**** Listed records ****
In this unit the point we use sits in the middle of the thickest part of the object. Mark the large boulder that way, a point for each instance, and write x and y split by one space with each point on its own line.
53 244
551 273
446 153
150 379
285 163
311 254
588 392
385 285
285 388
****
**** Listed records ****
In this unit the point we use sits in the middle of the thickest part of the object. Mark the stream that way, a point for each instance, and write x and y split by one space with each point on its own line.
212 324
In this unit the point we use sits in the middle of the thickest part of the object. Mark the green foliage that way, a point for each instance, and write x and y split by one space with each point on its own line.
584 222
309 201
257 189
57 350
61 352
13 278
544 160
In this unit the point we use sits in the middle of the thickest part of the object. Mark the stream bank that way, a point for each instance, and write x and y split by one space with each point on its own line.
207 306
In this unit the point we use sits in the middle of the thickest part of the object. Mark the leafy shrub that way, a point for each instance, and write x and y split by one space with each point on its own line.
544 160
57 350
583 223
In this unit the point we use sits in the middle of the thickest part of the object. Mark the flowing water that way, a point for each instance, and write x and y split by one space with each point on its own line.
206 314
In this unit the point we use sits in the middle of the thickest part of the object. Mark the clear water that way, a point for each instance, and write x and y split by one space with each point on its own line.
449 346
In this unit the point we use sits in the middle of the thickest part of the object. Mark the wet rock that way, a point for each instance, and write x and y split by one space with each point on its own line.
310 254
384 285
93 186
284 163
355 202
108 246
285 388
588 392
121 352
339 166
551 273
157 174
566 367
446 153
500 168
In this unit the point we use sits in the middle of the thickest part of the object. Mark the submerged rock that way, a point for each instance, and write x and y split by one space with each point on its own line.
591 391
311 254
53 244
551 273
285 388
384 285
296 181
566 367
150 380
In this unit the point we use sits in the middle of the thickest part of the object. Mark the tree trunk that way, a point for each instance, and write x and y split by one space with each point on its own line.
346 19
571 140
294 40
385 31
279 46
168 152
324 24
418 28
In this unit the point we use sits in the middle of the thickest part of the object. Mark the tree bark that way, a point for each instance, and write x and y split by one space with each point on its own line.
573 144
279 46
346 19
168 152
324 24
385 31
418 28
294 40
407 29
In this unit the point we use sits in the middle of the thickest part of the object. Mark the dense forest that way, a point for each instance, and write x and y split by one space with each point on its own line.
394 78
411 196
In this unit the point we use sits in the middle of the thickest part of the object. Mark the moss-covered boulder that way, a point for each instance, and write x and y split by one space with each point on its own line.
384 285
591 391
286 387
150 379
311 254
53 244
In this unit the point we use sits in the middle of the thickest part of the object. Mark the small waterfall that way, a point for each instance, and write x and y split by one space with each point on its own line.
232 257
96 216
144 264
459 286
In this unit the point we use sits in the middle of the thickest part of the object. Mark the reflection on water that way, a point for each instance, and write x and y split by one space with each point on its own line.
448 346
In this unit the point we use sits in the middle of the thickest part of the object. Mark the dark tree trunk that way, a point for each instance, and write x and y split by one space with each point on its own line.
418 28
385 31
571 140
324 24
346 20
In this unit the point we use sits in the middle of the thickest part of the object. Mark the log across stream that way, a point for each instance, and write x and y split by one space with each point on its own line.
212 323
****
**** Listed records ****
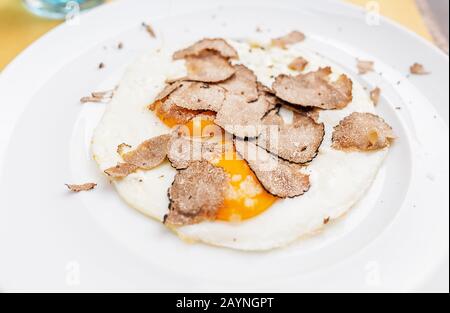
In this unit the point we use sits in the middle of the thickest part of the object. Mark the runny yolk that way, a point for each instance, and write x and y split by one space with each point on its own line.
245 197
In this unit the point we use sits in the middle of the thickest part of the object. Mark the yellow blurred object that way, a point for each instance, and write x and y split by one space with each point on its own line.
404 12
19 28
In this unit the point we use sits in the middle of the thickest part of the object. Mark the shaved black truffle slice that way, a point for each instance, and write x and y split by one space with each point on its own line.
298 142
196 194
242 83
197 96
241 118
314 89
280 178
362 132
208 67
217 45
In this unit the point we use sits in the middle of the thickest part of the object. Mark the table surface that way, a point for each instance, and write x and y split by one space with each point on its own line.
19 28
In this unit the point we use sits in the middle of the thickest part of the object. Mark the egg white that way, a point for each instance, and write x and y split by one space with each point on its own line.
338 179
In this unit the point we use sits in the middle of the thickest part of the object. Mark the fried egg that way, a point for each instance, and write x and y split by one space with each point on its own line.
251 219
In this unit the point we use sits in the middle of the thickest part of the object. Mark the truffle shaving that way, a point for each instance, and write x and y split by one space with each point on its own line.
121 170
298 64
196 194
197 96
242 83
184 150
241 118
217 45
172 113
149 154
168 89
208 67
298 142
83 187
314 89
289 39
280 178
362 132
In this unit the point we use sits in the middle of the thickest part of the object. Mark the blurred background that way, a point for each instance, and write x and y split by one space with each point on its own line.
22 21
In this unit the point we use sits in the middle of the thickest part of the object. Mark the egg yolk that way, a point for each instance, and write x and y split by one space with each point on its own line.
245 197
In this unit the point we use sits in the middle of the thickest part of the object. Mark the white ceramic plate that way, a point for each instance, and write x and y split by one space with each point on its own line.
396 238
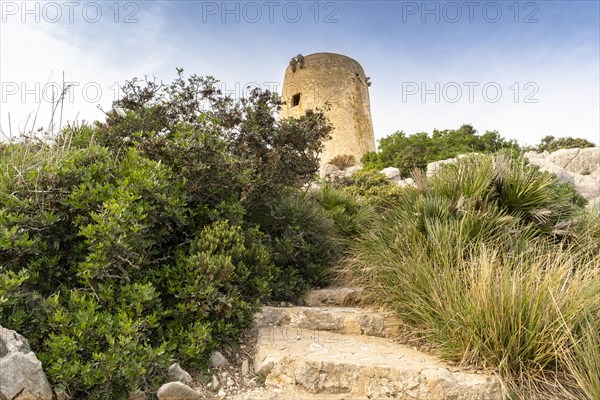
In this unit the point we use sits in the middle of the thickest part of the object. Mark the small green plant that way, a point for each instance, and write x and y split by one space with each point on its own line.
****
**Assignment**
Print the line above containing "the egg yolk", the line containing "the small green", and everything between them, exactly as written. Pictures stay out.

**Response to this task**
In this unit the point we use sits in the middle of the thickest part of the object. Mark the egg yolk that way, a point for each instance, and write x and y split by one space with each point on its own line.
245 197
In this unit the point we use sits in the middle of the thickest part of the object. Mark the white ceramic plate that way, a point for each instance, and write x and y split by one space with each point on its own line.
396 238
In this unit the point we use sits in the middle of the thickest part of the object. Mark the small green plant that way, a point for each instance, and write x and y split by one space with each point on its own line.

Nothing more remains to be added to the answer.